What you need to do ▸
1. Can you reproduce, word for word, the part of the second line announcement that opens with the words containing "- Meet at 5:30" and closes with "legal, permitted march."?
2. Which organizations does the second line announcement name as members of the SRLC Welcoming Committee?

Passage for review ▸
Second Line for Healthcare & Education!
Friday, April 9, 5:30 pm, Lafayette Square Park in New Orleans
Please spread the word... re-mail & forward! More press = betterrrr
There's going to be a big, crazy second line in the CBD on Friday: the Stooges Brass Band, the Free Agents Brass Band, and a level of ass-shaking the business district hasn't seen since the Second Line to Reopen Charity. We're going to party and rage down Poydras, and we're going to show the boy prince Bobby Jindal that the people of Louisiana have had it with his policies of privatization.
The Southern Republican Leadership Conference (SRLC) takes place from April 8-11 in New Orleans, and is the largest gathering of Republican leadership short of the presidential convention. As Bobby Jindal is groomed for higher office, the Second Line for Healthcare & Education is our opportunity to present a unified response to Jindal's assault on Lousiana's state hospital system & public education.
Join the SRLC Welcoming Committee, some of New Orleans' finest brass bands and a whole lot of pissed-off, high-stepping citizenry on Friday, April 9, as we let the SRLC know what we think of Jindal's efforts to dismantle public education, healthcare, and other Louisiana public services. Under the bright lights, let's give Jindal and all his GOP cronies-- Sarah Palin, Sean Hannity, Newt Gingrich, Rick Santorum et al.-- the big loud New Orleans welcome they deserve.
Our message is clear: Stop gutting our public schools and universities, stop destroying access to health care, re-open Charity Hospital!
The SRLC Welcoming Committee is a broad coalition of local educators, healthcare workers, students and other Louisianians, as well as members of the Committee to Reopen Charity Hospital, Save UNO, the Iron Rail Collective, Pax Christi, and many others.
- Meet at 5:30 pm
- Step-off at 6:00 pm
Route (0.4 miles):
- Start at Lafayette Square Park at St. Charles Ave. and Lafayette
- March down Camp St. to Poydras St.
- March down Poydras to the Hilton Riverside Hotel
This is a legal, permitted march.

Input data ▸
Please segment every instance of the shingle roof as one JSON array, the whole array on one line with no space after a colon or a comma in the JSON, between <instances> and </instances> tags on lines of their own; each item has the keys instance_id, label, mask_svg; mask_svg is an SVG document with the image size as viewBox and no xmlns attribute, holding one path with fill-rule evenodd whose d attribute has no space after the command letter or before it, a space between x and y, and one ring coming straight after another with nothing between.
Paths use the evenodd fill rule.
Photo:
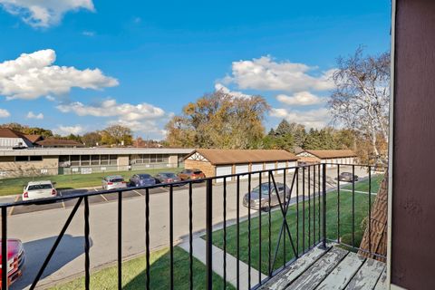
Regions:
<instances>
[{"instance_id":1,"label":"shingle roof","mask_svg":"<svg viewBox=\"0 0 435 290\"><path fill-rule=\"evenodd\" d=\"M195 152L205 157L211 164L240 164L252 162L271 162L296 160L297 157L285 150L220 150L220 149L198 149Z\"/></svg>"},{"instance_id":2,"label":"shingle roof","mask_svg":"<svg viewBox=\"0 0 435 290\"><path fill-rule=\"evenodd\" d=\"M313 154L320 159L356 156L353 150L305 150L305 152Z\"/></svg>"}]
</instances>

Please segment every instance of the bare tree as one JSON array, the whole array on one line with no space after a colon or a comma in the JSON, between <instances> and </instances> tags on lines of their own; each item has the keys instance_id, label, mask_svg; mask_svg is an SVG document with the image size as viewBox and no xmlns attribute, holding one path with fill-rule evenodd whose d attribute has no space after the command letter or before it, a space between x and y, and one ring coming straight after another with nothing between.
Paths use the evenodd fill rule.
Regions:
<instances>
[{"instance_id":1,"label":"bare tree","mask_svg":"<svg viewBox=\"0 0 435 290\"><path fill-rule=\"evenodd\" d=\"M370 140L374 162L385 162L380 144L388 142L390 53L363 55L359 47L348 58L337 59L335 89L328 102L334 120Z\"/></svg>"}]
</instances>

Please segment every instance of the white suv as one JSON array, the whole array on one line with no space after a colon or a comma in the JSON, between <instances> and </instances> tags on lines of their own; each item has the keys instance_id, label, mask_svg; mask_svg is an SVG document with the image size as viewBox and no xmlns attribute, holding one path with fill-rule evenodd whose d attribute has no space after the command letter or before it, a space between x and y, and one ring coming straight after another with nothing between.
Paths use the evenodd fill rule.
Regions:
<instances>
[{"instance_id":1,"label":"white suv","mask_svg":"<svg viewBox=\"0 0 435 290\"><path fill-rule=\"evenodd\" d=\"M23 200L53 198L57 196L57 190L50 180L30 181L23 191Z\"/></svg>"}]
</instances>

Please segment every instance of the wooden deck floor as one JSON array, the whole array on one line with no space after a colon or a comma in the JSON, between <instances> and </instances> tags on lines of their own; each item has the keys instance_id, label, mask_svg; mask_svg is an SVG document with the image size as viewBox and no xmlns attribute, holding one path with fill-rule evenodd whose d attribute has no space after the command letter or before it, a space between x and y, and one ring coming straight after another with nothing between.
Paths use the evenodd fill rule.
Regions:
<instances>
[{"instance_id":1,"label":"wooden deck floor","mask_svg":"<svg viewBox=\"0 0 435 290\"><path fill-rule=\"evenodd\" d=\"M315 247L260 289L386 289L385 264L337 246Z\"/></svg>"}]
</instances>

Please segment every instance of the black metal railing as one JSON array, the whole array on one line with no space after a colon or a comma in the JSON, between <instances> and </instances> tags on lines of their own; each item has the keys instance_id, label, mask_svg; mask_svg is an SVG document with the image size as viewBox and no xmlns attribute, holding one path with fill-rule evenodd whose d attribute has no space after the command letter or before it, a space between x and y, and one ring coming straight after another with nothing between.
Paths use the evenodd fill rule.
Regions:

Solutions to the exercise ▸
1.
- Meet at 5:30 pm
- Step-off at 6:00 pm
Route (0.4 miles):
- Start at Lafayette Square Park at St. Charles Ave. and Lafayette
- March down Camp St. to Poydras St.
- March down Poydras to the Hilton Riverside Hotel
This is a legal, permitted march.

2.
- the Committee to Reopen Charity Hospital
- Save UNO
- the Iron Rail Collective
- Pax Christi